— Task instructions —
Everything from the line containing "TARGET = skyscraper" through the last line of the records must be returned verbatim, and nothing outside that range.

— Exercise inputs —
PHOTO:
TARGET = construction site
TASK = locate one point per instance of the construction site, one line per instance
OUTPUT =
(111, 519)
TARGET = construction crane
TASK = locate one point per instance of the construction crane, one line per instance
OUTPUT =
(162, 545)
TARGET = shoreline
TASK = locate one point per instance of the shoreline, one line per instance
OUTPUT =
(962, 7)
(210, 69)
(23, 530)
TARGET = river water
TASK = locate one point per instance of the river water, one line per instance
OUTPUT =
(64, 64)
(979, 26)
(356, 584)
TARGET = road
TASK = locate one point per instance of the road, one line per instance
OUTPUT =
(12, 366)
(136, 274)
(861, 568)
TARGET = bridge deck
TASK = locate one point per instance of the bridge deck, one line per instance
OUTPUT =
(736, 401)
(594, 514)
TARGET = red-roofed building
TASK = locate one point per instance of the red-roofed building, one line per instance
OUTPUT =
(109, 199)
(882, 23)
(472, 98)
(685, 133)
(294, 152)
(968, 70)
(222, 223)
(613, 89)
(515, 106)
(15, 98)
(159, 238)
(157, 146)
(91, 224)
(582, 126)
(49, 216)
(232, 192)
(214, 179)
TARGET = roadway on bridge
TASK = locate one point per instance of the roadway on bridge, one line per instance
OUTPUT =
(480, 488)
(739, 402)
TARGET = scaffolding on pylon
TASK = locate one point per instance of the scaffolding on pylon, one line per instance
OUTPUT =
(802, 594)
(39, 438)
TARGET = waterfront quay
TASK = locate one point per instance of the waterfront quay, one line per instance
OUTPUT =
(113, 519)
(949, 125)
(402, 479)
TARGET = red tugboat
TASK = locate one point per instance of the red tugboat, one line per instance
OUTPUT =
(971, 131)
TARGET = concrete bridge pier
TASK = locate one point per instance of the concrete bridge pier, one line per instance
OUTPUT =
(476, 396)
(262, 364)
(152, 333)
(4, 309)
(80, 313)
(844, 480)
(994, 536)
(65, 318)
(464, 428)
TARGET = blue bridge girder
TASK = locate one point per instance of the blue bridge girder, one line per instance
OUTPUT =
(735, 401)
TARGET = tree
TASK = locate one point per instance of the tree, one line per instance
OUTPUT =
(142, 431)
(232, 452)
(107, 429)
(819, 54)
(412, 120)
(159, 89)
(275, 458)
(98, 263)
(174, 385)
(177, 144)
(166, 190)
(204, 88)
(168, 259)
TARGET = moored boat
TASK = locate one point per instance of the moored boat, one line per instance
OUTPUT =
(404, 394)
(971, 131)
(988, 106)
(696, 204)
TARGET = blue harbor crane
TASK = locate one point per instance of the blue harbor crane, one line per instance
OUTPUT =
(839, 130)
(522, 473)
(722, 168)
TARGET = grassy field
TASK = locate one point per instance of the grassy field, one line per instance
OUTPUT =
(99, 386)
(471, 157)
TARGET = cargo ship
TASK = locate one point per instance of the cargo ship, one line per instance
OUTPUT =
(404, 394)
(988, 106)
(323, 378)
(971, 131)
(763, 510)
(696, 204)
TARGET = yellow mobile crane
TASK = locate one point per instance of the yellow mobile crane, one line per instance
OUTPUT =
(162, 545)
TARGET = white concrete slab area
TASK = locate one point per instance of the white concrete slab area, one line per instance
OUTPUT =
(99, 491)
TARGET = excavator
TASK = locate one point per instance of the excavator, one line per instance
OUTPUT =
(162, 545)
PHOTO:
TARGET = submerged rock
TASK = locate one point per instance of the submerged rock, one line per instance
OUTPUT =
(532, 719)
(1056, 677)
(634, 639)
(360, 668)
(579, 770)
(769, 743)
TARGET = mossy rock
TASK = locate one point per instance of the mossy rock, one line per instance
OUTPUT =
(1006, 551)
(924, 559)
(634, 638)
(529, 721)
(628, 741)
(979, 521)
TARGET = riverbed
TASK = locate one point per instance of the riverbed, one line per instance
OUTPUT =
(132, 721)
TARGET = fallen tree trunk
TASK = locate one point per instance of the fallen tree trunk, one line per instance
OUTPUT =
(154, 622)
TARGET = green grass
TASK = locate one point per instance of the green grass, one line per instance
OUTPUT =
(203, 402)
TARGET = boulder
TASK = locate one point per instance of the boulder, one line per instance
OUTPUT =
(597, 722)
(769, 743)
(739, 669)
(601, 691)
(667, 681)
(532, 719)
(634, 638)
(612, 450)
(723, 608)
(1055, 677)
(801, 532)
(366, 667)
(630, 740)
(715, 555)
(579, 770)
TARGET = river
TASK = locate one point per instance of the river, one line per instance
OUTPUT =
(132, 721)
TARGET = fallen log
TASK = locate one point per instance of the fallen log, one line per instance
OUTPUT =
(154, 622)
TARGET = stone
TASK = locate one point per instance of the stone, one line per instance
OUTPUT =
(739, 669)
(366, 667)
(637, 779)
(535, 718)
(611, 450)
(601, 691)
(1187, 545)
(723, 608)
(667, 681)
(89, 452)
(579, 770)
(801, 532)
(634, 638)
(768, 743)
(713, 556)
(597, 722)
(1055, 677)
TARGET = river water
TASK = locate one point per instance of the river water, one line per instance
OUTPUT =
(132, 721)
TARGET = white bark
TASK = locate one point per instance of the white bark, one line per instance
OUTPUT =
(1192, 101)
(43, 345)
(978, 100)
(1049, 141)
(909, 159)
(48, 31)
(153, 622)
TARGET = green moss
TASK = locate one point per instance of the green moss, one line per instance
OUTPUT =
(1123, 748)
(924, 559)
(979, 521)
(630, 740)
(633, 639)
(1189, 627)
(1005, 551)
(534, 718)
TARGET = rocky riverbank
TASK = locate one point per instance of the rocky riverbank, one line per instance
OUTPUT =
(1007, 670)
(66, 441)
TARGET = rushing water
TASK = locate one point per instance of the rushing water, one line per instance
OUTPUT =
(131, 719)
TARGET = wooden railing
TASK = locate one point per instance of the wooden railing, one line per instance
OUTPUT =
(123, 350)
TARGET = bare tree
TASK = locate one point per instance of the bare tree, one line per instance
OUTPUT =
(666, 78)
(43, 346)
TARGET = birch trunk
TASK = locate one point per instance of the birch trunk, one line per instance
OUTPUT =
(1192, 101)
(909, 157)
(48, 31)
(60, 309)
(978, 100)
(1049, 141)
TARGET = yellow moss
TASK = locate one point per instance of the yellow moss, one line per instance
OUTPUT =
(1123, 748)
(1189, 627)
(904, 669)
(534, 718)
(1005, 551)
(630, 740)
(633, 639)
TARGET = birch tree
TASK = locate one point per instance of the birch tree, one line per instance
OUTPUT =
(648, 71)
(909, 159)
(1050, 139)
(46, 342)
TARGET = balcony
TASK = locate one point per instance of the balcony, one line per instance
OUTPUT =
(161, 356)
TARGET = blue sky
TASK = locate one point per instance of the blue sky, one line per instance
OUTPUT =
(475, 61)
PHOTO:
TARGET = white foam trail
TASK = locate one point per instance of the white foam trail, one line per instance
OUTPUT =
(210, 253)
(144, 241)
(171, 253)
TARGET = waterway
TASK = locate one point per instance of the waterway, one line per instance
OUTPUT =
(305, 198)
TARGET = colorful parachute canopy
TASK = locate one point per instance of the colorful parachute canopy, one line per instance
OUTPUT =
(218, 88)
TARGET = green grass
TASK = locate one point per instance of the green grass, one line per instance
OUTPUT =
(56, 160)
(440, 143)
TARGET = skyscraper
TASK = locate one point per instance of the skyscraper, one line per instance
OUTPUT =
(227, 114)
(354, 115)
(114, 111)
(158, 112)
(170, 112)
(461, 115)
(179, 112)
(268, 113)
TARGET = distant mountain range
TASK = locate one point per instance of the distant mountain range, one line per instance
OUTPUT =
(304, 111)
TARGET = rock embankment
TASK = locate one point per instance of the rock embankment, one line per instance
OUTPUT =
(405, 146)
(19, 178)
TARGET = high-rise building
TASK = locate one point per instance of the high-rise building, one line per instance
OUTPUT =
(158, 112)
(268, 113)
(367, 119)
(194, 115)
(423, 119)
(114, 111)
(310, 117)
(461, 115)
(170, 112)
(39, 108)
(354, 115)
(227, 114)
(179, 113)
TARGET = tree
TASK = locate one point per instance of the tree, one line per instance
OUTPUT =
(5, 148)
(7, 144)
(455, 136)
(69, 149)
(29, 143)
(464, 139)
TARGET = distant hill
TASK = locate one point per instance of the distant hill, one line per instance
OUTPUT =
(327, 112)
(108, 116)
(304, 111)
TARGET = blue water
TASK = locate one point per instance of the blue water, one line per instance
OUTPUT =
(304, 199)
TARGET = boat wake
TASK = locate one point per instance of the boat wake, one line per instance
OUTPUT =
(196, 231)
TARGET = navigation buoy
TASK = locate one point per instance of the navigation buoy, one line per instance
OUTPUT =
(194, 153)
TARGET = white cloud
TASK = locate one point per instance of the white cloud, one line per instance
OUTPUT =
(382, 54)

— Solution for this exercise —
TARGET = skyscraper
TASK = locate one point per instance of the skyscraper, one line per instance
OUTPUT =
(227, 114)
(354, 115)
(114, 111)
(158, 112)
(170, 112)
(461, 115)
(179, 112)
(268, 113)
TARGET = distant mountain range
TASK = locate one point per instance of the distant mountain range, one line per instance
OUTPUT =
(304, 111)
TARGET = rock embankment
TASK = locate one point per instance of the rock embankment, one line per instance
OUTPUT =
(405, 146)
(19, 178)
TARGET = high-rise building
TASK = locate one point per instance of the high-rise building, one line per instance
OUTPUT =
(158, 112)
(268, 113)
(367, 119)
(194, 115)
(423, 119)
(114, 111)
(310, 117)
(461, 115)
(170, 112)
(39, 108)
(354, 115)
(227, 114)
(179, 113)
TARGET = tree
TASK = locate one point per instance of the tree, one line per instance
OUTPUT =
(5, 148)
(7, 144)
(455, 136)
(69, 149)
(29, 143)
(464, 139)
TARGET = distant hill
TASK = locate one point per instance of the distant hill, one line per instance
OUTPUT =
(327, 112)
(108, 116)
(304, 111)
TARGET = blue water
TASK = locate one point per instance of the blue water, one line per instance
OUTPUT =
(304, 199)
TARGET = boat wake
TASK = locate one point per instance of the boat wake, one line per instance
OUTPUT =
(196, 231)
TARGET = navigation buoy
TASK = locate one point per instance of the navigation buoy, one line per instance
OUTPUT =
(194, 153)
TARGET = white cloud
TASK = locate one point per instance of the white cloud, one line per instance
OUTPUT =
(382, 54)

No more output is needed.